Back to Practice - Station Set-Up and Reception/Retail Readiness

Start by looking at your reception/retail area and station with a fresh eye. Think about having bare, easy-to-clean surfaces; you will be doing a lot of cleaning going forward. Give your space a deep clean, and consider what you might need to add or remove to make your space safer.


  • Remove any unnecessary items that don’t serve a purpose to your practice such as candles, magazines, and knick-knacks. Consider removing items (e.g., throw pillows, fabric-lined chairs, seat cushions) with surfaces that cannot be cleaned properly. There may be a time for these things to return to your space, but for now, think about every surface a client interacts with in your space and how you can keep those surfaces clean for the health of all your clients.
  • Remove all product testers and samples from your retail shelves and front desk counters. Create client signage:
    “Let me know if you want to sample this product.”
  • Rethink seating in any waiting areas, both in regards to their cleanability and their spacing so that clients are 3–6 feet apart, per the CDC; stagger client appointment start and end times so there is no client overlap in the waiting area. Remove unnecessary and communal items including pillows and magazines.
  • Eliminate self-serve items, and move water-dispensers to a place where the nail professional controls their use.


  • Do a deep clean of all spaces. Use EPA-approved cleaning products. Wipe down all soft surfaces like chairs and disinfect hard non-porous surfaces like the reception counter, phones, door handles, light switches, and point of sale equipment.
  • Clean and disinfect all shelving, displays; disinfect nail polish bottles.
  • Clean air ducts and vents.
  • Establish a cleaning schedule for bathrooms (for example every hour or after every client).
  • Wash all towels, rugs, blankets, and curtains thoroughly and clean any holding receptacles for dirty laundry. Consider if a laundry service would be helpful to you at this time. As customary, ensure you have a secure and covered way to store fresh towels and a separate lidded and lined receptacle for dirty towels.
  • Clean chairs and/or stools, nail stations, rolling carts, nail dryer stations, and pedicure bowls, and ensure all implements are disinfected and stored in a closed container as directed by the CDC and your state board. If you have an autoclave, clean, pouch, and sterilize your implements.
  • Clean pedicure bowls by removing all parts and immersing in an EPA disinfectant per the manufacturer’s directions.
  • Ensure all single-use items such as nail files, pumice stones, and buffer blocks are new.


  • Have hand sanitizer, cleaning wipes, and facial tissues available in all spaces. Have disposable paper towels or a standing wipe dispenser available to use when handling doorknobs.

▶ _List of tasks_:
a - Extract the stretch of the back-to-practice guide from "Back to Practice" through "your space safer.", copying it word for word.
b - Does the back-to-practice guide support each statement? Answer yes or no and quote the words that decide it. (i) Clients in waiting areas should be spaced 3–6 feet apart, per the CDC. (ii) Product testers may remain on front desk counters. (iii) Single-use items such as nail files may be reused.
c - Summarize the back-to-practice guide in two sentences.
The records have no connection to the back-to-practice guide.

▶ _Source data_:
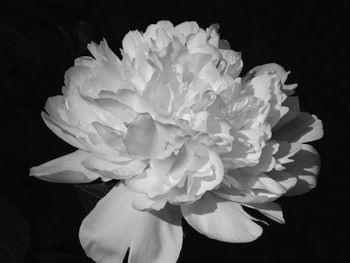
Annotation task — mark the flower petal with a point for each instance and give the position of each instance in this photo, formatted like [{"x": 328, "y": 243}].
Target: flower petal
[
  {"x": 271, "y": 210},
  {"x": 122, "y": 170},
  {"x": 62, "y": 133},
  {"x": 303, "y": 128},
  {"x": 305, "y": 167},
  {"x": 114, "y": 225},
  {"x": 139, "y": 139},
  {"x": 221, "y": 220},
  {"x": 65, "y": 169}
]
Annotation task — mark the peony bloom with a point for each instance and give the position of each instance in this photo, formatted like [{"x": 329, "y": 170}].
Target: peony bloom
[{"x": 185, "y": 135}]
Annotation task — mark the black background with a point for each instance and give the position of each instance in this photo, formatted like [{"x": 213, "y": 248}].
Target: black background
[{"x": 39, "y": 40}]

▶ _Answer list_:
a -
Back to Practice - Station Set-Up and Reception/Retail Readiness

Start by looking at your reception/retail area and station with a fresh eye. Think about having bare, easy-to-clean surfaces; you will be doing a lot of cleaning going forward. Give your space a deep clean, and consider what you might need to add or remove to make your space safer.

b -
(i) Yes: "spacing so that clients are 3–6 feet apart, per the CDC"
(ii) No: "Remove all product testers and samples from your retail shelves and front desk counters."
(iii) No: "Ensure all single-use items such as nail files, pumice stones, and buffer blocks are new."

c - Look at your reception/retail area and station with a fresh eye, give the space a deep clean using EPA-approved cleaning products, and remove unnecessary items, product testers, and self-serve items. Disinfect surfaces, implements, and pedicure bowls, set a cleaning schedule for bathrooms, and keep hand sanitizer, cleaning wipes, and facial tissues available in all spaces.